(Data records)
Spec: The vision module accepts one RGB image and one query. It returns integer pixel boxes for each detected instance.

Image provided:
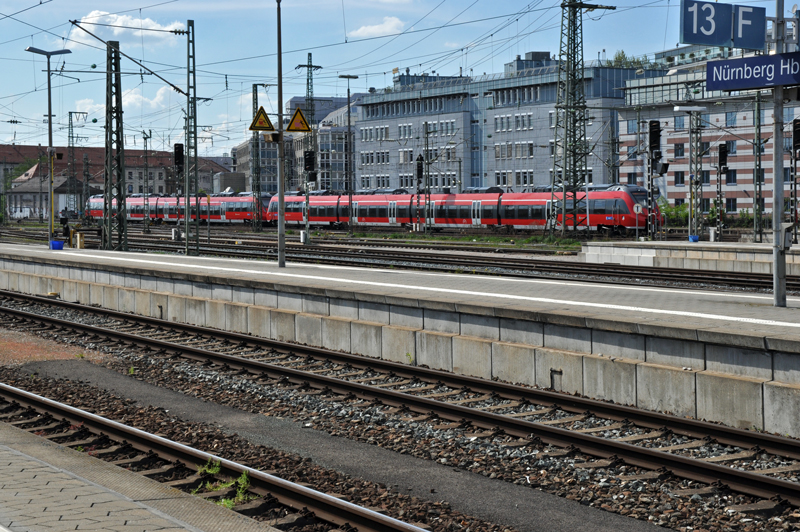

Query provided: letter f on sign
[738,6,753,38]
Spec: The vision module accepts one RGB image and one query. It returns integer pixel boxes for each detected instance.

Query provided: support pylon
[550,1,614,236]
[184,20,199,256]
[103,41,127,251]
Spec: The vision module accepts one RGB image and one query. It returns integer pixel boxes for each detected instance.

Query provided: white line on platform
[38,250,800,330]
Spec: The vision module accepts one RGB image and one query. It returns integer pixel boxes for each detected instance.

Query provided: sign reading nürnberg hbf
[706,51,800,91]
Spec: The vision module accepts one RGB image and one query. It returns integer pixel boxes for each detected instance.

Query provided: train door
[471,200,481,227]
[389,201,397,224]
[301,201,307,225]
[351,202,358,224]
[426,200,436,229]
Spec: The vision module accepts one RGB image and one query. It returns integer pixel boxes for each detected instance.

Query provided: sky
[0,0,790,158]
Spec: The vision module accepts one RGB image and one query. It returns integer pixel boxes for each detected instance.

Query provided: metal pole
[774,0,787,307]
[347,79,353,236]
[46,54,55,242]
[276,0,286,268]
[755,92,763,242]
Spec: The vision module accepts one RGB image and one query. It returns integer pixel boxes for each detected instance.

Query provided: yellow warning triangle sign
[249,106,275,132]
[286,107,311,132]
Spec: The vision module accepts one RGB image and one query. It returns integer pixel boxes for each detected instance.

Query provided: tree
[610,50,648,69]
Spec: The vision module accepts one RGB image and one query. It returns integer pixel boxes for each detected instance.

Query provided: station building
[354,53,661,192]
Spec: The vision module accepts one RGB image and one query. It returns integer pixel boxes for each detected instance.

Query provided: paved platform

◆ WORK TO COMPLETE:
Output each line of the records exactly. Any picture is skipped.

◆ TASK RESULT:
Spec: The vision module accepts one RGB image and one query. It returns integer pixel boxes for each detected instance.

Image provided:

Query provided: letter f on sign
[738,6,753,38]
Spec: The vision module accepts one RGB image and one query. It returns integer pixel boxes for each detected instance.

Query provided: support pylon
[550,1,614,236]
[184,20,199,256]
[103,41,127,251]
Spec: The vision module accepts one RGB image and one query. It returns integer pixel boxes for each detected instance.

Query provided: white line on platform
[38,250,800,330]
Spec: The vision module accepts one RGB image and one query. It returns integer pixel boxes for each detected instance.

Query provided: sign reading nürnberg hbf
[706,51,800,91]
Spec: The vision module accepts one RGB image and one query. It returns integer pixel boxes for each detected instance.

Query provided: train door
[471,200,481,227]
[389,201,397,224]
[301,201,307,225]
[351,202,358,224]
[426,200,436,229]
Spec: The vision module accepts one RGB image and one query. It returns integer pixel boxes for each detected instance.

Query provided: sky
[0,0,790,158]
Spec: The vision module accepts one RGB image and one query. It returns integer pixel boxes for each detected instance.

Query provided: metal pole
[774,0,787,307]
[347,79,353,236]
[46,54,55,242]
[276,0,286,268]
[755,92,763,242]
Spec: The vision module accepts one RGB image and one query. It returns integer pixel boxes for each detected instance.

Query provided: yellow warning triangle sign
[249,106,275,132]
[286,107,311,132]
Spec: The vision module accepts one RGB image and one query. It returns integer pixel boxes for each detected instance.

Query provided: tree
[610,50,648,69]
Spec: The vision module accepts one RGB image and one query. It returns integer pixel boxes for each detected instance.

Query provided: station building
[354,53,661,192]
Spec: The vision module accepts one RGB image and one query. It returns integer pixel boxes for each detected instance.

Query provided: paved platform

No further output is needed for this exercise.